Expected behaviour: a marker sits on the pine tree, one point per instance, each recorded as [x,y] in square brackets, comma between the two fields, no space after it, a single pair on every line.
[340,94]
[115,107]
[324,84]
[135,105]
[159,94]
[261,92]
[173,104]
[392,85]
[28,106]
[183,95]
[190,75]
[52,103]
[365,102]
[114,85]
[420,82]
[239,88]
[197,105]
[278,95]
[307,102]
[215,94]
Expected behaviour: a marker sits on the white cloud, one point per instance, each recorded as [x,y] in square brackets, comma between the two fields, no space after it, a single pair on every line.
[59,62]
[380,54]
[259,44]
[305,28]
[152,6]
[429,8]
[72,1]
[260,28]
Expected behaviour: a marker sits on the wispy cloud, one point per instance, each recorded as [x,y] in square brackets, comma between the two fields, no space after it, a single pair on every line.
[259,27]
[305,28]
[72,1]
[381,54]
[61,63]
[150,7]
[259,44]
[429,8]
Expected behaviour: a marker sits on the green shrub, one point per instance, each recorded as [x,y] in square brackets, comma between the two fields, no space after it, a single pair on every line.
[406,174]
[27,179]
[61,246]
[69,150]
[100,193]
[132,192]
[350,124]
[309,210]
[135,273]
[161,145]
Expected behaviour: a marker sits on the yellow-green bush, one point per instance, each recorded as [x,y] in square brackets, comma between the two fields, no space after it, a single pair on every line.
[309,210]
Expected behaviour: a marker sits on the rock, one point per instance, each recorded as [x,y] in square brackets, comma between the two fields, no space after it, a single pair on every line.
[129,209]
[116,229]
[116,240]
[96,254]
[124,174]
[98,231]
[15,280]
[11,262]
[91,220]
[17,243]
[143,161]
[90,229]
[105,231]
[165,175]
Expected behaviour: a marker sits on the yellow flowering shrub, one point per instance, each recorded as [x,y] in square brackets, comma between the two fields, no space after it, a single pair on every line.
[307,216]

◆ ◆ ◆ ◆

→ **Aim of the task**
Reproduce the whole listing above, substituting "dot" for every "marker" and leaving everything else as it is.

→ **Answer**
Expected behaviour: a dot sits on the pine tree, one point per instance, each recorded as [x,y] in square brackets, comma between the two fields, no space after it, a single pair on every line.
[340,94]
[115,107]
[324,84]
[135,105]
[159,94]
[261,92]
[173,104]
[392,85]
[28,106]
[183,95]
[190,75]
[52,103]
[365,102]
[114,85]
[420,82]
[239,88]
[197,105]
[278,95]
[307,102]
[215,94]
Expected behaviour: a dot sits on the white cloud, one point per instance, each recorded as [x,y] in square brackets, comma between the two fields, no space after it, a single pair on every line.
[59,62]
[380,54]
[259,44]
[305,28]
[152,6]
[429,8]
[72,1]
[260,28]
Expected behaviour: a dot sits on the wispy cloud, one point per instance, each recorded as [x,y] in square brackets, comma between the two fields, no space after it, a single pair on every line.
[259,27]
[305,28]
[72,1]
[381,54]
[61,63]
[150,7]
[259,44]
[429,8]
Expected behaviour: a dot sits on the green shrub, one point per instance, each recorded as [x,y] in square brackets, comma between the two fields, no space after it, a single pair on every line.
[406,174]
[27,179]
[61,246]
[69,150]
[100,193]
[132,192]
[350,124]
[309,210]
[135,273]
[161,145]
Expected behaviour: a dot sits on the yellow-green bush, one point per instance, each recorded as [x,y] in square brackets, comma between the two fields, no space after it, a single pair on every line.
[309,210]
Expected behaviour: a dot sits on the rock, one point per instance, each recorded as [x,y] in square brackets, comma between the two fields, no space after it, a single pair on every line.
[129,209]
[116,229]
[116,240]
[96,254]
[124,174]
[98,231]
[15,280]
[11,262]
[91,220]
[17,243]
[143,161]
[90,229]
[105,231]
[165,175]
Expected behaviour: a dot sits on the yellow flowering shrub, one point per instance, each recorded as [x,y] in square brackets, comma between the two fields, no space after it, a single pair on every line.
[307,216]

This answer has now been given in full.